The problem: A single number is wanted: how many lines of the data below include the string "wheel"?
____________________
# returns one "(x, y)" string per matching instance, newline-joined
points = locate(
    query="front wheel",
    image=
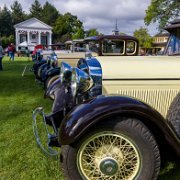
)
(117, 149)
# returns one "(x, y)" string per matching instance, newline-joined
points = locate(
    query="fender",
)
(85, 115)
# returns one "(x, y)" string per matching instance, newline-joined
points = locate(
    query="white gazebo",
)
(33, 31)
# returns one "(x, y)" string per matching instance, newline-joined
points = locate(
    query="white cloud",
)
(101, 14)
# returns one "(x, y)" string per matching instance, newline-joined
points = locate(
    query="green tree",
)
(92, 32)
(162, 11)
(36, 10)
(6, 26)
(17, 13)
(6, 40)
(145, 40)
(49, 14)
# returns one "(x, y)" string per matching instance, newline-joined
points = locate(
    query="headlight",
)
(65, 72)
(80, 82)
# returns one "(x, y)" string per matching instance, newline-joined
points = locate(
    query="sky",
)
(101, 14)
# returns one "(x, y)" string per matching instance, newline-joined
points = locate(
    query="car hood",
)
(140, 67)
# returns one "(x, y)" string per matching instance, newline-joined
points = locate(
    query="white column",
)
(39, 37)
(50, 38)
(28, 37)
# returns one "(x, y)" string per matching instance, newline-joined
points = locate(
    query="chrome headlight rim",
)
(65, 72)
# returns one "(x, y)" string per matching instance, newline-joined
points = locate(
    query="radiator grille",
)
(160, 99)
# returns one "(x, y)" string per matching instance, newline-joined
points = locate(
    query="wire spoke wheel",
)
(108, 155)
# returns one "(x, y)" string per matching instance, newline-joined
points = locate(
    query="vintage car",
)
(112, 117)
(102, 45)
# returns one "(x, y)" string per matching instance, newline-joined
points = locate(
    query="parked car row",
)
(113, 116)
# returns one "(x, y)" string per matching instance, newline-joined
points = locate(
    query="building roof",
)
(33, 23)
(162, 35)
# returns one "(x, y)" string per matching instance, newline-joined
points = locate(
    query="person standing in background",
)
(1, 56)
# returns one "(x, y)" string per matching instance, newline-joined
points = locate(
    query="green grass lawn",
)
(20, 158)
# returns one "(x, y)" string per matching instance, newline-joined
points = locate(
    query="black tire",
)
(173, 115)
(142, 147)
(50, 80)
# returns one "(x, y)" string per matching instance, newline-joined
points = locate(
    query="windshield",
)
(173, 46)
(113, 47)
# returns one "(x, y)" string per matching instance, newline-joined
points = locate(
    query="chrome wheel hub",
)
(107, 155)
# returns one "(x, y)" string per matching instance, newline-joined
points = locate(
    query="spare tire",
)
(173, 115)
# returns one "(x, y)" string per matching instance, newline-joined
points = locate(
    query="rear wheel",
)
(120, 150)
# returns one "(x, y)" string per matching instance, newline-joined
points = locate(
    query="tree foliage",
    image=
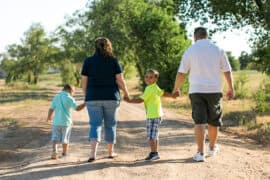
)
(233, 61)
(227, 14)
(143, 33)
(29, 59)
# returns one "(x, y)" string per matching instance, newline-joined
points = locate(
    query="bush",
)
(68, 73)
(241, 90)
(262, 98)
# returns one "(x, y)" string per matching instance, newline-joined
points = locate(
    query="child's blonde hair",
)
(153, 71)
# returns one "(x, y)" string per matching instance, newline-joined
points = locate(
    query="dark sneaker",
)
(152, 156)
(54, 155)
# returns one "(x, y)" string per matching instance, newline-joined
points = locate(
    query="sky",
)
(16, 16)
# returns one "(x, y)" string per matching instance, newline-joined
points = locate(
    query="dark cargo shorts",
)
(206, 108)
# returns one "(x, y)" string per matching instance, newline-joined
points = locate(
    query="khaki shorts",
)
(206, 108)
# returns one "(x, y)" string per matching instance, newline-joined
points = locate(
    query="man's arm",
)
(84, 83)
(229, 80)
(80, 107)
(50, 113)
(179, 80)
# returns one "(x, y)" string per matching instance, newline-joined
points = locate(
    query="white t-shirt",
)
(205, 62)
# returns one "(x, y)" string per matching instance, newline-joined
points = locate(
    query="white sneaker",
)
(199, 157)
(214, 151)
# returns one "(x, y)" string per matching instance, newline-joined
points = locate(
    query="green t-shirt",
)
(62, 104)
(152, 101)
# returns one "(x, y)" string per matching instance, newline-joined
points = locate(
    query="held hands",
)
(49, 119)
(127, 98)
(230, 94)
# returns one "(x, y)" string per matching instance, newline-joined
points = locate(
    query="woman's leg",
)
(95, 112)
(110, 123)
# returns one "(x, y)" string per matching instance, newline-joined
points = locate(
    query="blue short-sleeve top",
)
(101, 73)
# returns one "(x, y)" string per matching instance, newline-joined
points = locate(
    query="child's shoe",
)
(54, 155)
(214, 151)
(199, 157)
(152, 156)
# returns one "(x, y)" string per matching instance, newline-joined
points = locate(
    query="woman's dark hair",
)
(104, 47)
(200, 33)
(154, 72)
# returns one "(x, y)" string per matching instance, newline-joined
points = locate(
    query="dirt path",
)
(238, 159)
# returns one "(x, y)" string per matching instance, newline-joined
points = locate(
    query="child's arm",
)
(136, 100)
(80, 107)
(50, 113)
(165, 94)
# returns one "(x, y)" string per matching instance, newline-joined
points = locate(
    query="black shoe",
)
(152, 156)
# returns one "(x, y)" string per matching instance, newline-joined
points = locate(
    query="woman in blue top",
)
(101, 79)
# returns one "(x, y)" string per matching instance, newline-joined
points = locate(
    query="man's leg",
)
(199, 131)
(212, 133)
(153, 145)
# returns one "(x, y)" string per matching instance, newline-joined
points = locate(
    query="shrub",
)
(262, 98)
(241, 90)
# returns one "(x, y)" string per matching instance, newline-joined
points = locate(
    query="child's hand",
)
(176, 94)
(126, 98)
(49, 119)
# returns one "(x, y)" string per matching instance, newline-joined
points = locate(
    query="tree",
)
(143, 33)
(31, 57)
(244, 60)
(233, 61)
(226, 14)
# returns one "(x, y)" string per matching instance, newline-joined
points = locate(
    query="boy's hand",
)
(176, 94)
(49, 119)
(126, 98)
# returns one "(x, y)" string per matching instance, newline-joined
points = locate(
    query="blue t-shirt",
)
(101, 73)
(62, 104)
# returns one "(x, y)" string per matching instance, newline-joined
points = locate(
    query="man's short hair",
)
(68, 87)
(200, 33)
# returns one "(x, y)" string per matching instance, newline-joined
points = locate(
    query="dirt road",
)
(238, 159)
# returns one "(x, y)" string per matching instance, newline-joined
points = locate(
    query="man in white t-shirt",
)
(205, 63)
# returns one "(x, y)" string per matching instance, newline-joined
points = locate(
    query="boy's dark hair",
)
(67, 87)
(153, 71)
(200, 32)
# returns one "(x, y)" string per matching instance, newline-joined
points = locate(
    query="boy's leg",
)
(54, 147)
(55, 140)
(66, 131)
(65, 148)
(153, 145)
(152, 135)
(93, 151)
(54, 150)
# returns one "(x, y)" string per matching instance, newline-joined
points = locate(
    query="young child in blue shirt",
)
(62, 104)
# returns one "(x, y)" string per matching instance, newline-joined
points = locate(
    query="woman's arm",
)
(122, 84)
(84, 83)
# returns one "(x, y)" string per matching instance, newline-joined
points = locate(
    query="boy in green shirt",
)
(62, 104)
(152, 103)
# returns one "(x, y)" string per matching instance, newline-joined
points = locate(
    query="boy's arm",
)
(135, 100)
(80, 107)
(50, 113)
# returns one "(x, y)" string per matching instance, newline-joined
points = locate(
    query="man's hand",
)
(176, 94)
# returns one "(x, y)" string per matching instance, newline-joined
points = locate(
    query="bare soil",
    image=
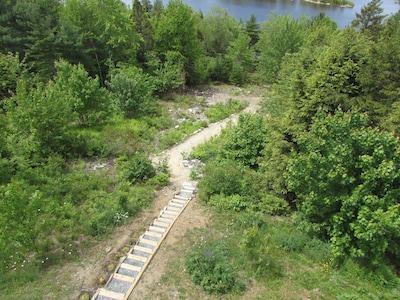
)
(92, 268)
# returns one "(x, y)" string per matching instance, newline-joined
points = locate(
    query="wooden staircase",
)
(122, 282)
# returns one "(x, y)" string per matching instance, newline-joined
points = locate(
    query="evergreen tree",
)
(370, 20)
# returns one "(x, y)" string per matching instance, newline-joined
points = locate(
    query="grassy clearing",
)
(276, 262)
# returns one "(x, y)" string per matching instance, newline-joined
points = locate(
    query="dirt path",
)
(194, 215)
(84, 274)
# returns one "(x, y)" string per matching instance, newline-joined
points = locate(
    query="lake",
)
(243, 9)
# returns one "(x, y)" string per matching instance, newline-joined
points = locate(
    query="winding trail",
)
(139, 272)
(193, 216)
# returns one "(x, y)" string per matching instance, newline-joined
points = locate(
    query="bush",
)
(220, 178)
(209, 267)
(255, 244)
(161, 179)
(274, 206)
(137, 169)
(133, 91)
(232, 202)
(290, 240)
(220, 111)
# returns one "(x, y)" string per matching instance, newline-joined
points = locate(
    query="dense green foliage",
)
(80, 112)
(208, 265)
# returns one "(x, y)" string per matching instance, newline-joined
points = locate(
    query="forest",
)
(84, 81)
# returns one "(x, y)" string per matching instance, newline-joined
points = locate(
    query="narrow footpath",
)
(126, 282)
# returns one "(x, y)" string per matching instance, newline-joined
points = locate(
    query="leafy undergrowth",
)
(273, 259)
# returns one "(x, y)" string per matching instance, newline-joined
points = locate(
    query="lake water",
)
(243, 9)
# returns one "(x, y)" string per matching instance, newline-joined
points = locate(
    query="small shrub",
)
(209, 267)
(232, 202)
(137, 168)
(84, 296)
(318, 250)
(290, 240)
(255, 244)
(161, 179)
(274, 206)
(220, 111)
(220, 178)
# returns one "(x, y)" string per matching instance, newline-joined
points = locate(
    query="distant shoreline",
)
(348, 5)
____________________
Answer space: 4